Text provided —
┄┄┄┄┄┄┄┄┄┄┄┄┄┄┄┄┄┄┄┄

Because Listing 19-12 is a prime candidate for a lock-free solution, you can replace the type of tin_cans_available with atomic_int and remove the mutex. This prevents race conditions like the one illustrated in Table 19-1. Listing 19-13 implements this refactor.

#include <future>
#include <iostream>
#include <atomic>

using namespace std;

void goat_rodeo() {
  const size_t iterations{ 1'000'000 };
  atomic_int➊ tin_cans_available{};
  auto eat_cans = async(launch::async, [&] {
    for(size_t i{}; i<iterations; i++)
      tin_cans_available--; ➋
  });
  auto deposit_cans = async(launch::async, [&] {
    for(size_t i{}; i<iterations; i++)
      tin_cans_available++; ➌
  });
  eat_cans.get();
  deposit_cans.get();
  cout << "Tin cans: " << tin_cans_available << "
";
}

int main() {
  goat_rodeo();
  goat_rodeo();
  goat_rodeo();
}
-----------------------------------------------------------------------
Tin cans: 0
Tin cans: 0
Tin cans: 0

Listing 19-13: Resolving the race condition using atomic_int rather than mutex

You replace int with atomic_int ➊ and remove the mutex. Because the decrement ➋ and increment ➌ operators are atomic, the race condition remains solved.

NOTE

For more information about atomics, refer to [atomics].

You also probably noticed a considerable performance boost from Listing 19-12 to 19-13. In general, using atomic operations will be much faster than acquiring a mutex.

WARNING

Unless you have a very simple concurrent access problem, such as the one in this section, you really shouldn’t try to implement lock-free solutions on your own. Refer to the Boost Lockfree library for high-quality, thoroughly tested lock-free containers. As always, you must decide whether a lock-based or lock-free implementation is optimal.

┄┄┄┄┄┄┄┄┄┄┄┄┄┄┄┄┄┄┄┄

Problem set —
a: Answer these questions from the atomic_int excerpt, one per line:
(i) What type replaces int for tin_cans_available?
(ii) How many times does main call goat_rodeo?
(iii) Which library does the warning recommend for lock-free containers?
b: Set down a passage of the atomic_int excerpt word for word: begin at the words "Listing 19-13: Resolving" and stop after the words "implementation is optimal.".
Rely only on the atomic_int excerpt above.

Entries shown —
┄┄┄┄┄┄┄┄┄┄┄┄┄┄┄┄┄┄┄┄

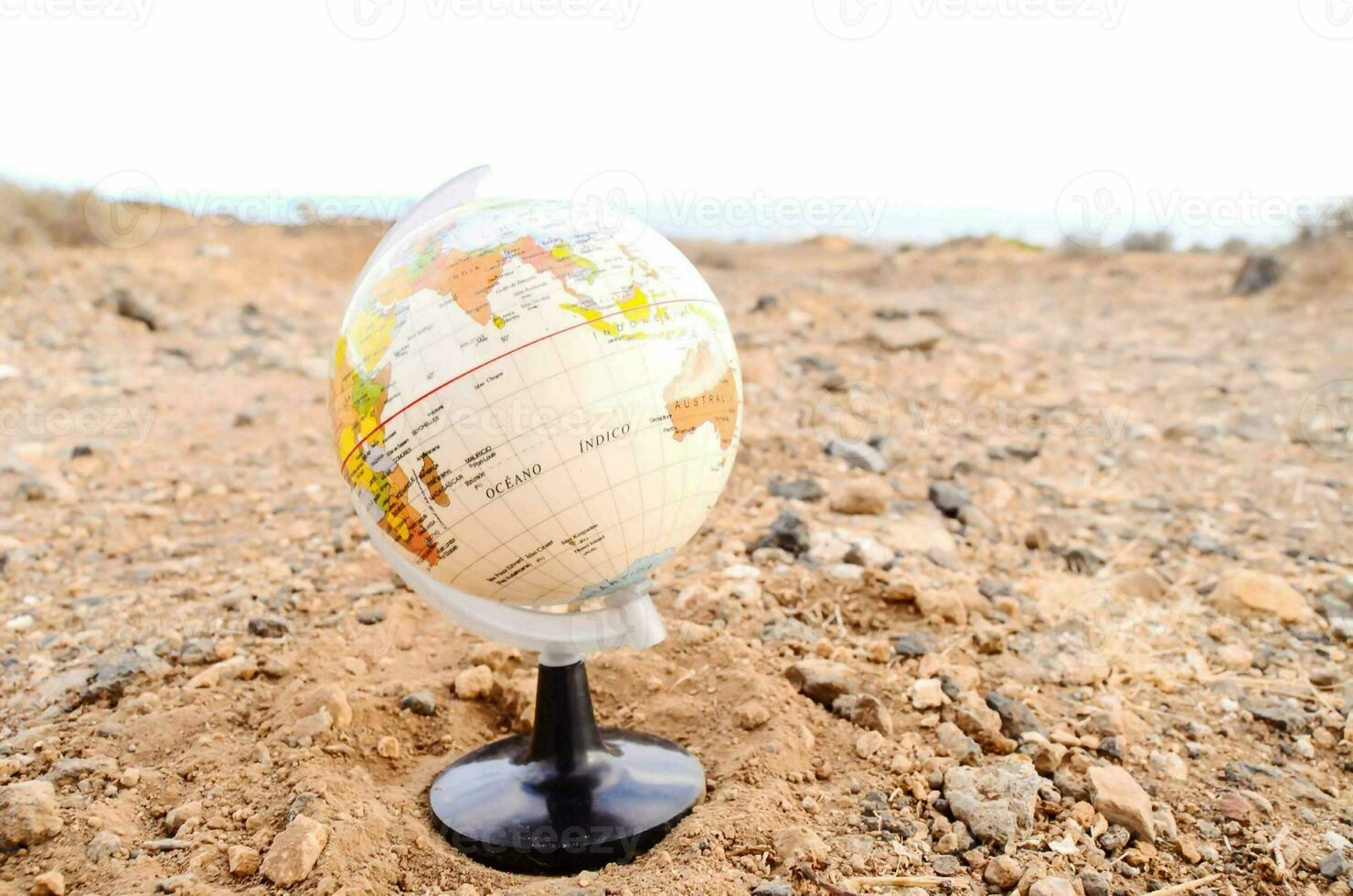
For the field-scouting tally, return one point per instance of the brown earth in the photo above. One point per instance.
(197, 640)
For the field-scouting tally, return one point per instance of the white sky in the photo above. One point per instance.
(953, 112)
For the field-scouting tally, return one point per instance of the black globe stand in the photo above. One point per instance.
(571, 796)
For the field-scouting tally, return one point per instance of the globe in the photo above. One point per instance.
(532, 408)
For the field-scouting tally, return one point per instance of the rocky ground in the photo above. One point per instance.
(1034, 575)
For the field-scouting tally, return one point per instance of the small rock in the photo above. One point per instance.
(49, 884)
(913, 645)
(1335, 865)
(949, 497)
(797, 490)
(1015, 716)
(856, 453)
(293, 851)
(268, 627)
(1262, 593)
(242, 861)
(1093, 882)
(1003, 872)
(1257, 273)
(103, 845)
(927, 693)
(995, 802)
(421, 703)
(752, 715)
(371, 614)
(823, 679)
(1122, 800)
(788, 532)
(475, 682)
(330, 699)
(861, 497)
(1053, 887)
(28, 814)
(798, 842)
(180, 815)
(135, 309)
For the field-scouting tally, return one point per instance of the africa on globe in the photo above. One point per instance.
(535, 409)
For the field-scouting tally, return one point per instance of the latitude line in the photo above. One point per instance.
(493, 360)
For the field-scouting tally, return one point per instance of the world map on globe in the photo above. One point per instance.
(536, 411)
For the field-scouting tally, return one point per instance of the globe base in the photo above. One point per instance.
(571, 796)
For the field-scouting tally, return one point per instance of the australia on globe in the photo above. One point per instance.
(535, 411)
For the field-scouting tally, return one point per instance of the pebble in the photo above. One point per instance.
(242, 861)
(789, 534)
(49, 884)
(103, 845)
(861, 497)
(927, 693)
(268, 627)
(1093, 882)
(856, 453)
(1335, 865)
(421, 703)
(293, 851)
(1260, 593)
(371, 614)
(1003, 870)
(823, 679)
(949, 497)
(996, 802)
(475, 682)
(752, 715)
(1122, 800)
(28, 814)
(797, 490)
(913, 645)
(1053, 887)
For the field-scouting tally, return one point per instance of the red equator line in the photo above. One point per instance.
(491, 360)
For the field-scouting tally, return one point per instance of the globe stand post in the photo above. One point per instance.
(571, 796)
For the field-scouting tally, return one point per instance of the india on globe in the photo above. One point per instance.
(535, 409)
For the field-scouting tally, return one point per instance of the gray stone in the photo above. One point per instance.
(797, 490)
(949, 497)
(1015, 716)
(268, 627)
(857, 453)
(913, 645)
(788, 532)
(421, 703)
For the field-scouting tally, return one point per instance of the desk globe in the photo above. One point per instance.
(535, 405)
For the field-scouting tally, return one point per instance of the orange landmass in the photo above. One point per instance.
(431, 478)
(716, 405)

┄┄┄┄┄┄┄┄┄┄┄┄┄┄┄┄┄┄┄┄

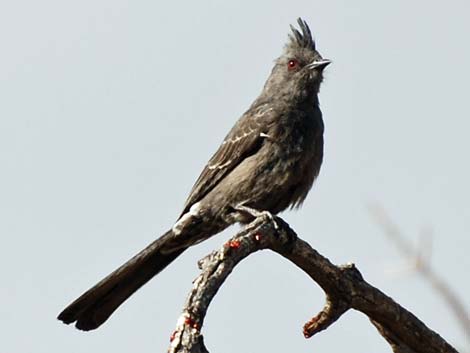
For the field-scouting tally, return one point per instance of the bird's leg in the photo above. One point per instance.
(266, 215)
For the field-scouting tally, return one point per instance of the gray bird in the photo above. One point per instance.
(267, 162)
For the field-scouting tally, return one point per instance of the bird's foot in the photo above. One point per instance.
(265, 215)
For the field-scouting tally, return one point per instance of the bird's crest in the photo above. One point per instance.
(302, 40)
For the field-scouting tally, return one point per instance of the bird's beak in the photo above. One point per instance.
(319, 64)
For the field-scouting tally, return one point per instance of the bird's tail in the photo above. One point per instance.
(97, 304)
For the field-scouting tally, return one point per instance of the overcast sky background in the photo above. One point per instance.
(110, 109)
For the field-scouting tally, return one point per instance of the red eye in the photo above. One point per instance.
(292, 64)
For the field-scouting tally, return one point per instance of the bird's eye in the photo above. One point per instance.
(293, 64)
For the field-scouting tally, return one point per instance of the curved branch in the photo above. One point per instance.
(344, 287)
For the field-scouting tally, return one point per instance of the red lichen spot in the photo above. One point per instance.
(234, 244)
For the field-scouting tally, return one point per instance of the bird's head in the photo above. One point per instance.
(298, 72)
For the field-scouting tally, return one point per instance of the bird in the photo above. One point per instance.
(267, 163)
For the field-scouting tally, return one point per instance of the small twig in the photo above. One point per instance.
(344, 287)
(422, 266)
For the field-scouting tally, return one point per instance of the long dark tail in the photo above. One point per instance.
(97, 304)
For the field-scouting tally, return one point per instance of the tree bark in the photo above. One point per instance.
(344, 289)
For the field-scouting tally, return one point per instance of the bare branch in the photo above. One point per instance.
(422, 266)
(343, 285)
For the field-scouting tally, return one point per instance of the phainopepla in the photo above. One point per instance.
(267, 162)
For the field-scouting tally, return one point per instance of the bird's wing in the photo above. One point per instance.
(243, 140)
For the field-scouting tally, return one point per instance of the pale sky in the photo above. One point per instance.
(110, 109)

┄┄┄┄┄┄┄┄┄┄┄┄┄┄┄┄┄┄┄┄

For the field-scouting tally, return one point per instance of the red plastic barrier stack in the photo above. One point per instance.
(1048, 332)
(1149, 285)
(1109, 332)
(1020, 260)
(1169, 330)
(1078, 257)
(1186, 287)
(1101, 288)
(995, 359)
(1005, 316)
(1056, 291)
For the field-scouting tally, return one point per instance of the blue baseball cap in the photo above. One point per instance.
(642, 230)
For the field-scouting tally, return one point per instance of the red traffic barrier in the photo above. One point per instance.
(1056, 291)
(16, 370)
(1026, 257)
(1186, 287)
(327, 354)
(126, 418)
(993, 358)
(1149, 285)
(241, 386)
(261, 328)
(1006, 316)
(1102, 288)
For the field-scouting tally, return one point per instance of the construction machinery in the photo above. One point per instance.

┄┄┄┄┄┄┄┄┄┄┄┄┄┄┄┄┄┄┄┄

In response —
a:
(i) atomic_int
(ii) Three times
(iii) The Boost Lockfree library

b:
Listing 19-13: Resolving the race condition using atomic_int rather than mutex

You replace int with atomic_int ➊ and remove the mutex. Because the decrement ➋ and increment ➌ operators are atomic, the race condition remains solved.

NOTE

For more information about atomics, refer to [atomics].

You also probably noticed a considerable performance boost from Listing 19-12 to 19-13. In general, using atomic operations will be much faster than acquiring a mutex.

WARNING

Unless you have a very simple concurrent access problem, such as the one in this section, you really shouldn’t try to implement lock-free solutions on your own. Refer to the Boost Lockfree library for high-quality, thoroughly tested lock-free containers. As always, you must decide whether a lock-based or lock-free implementation is optimal.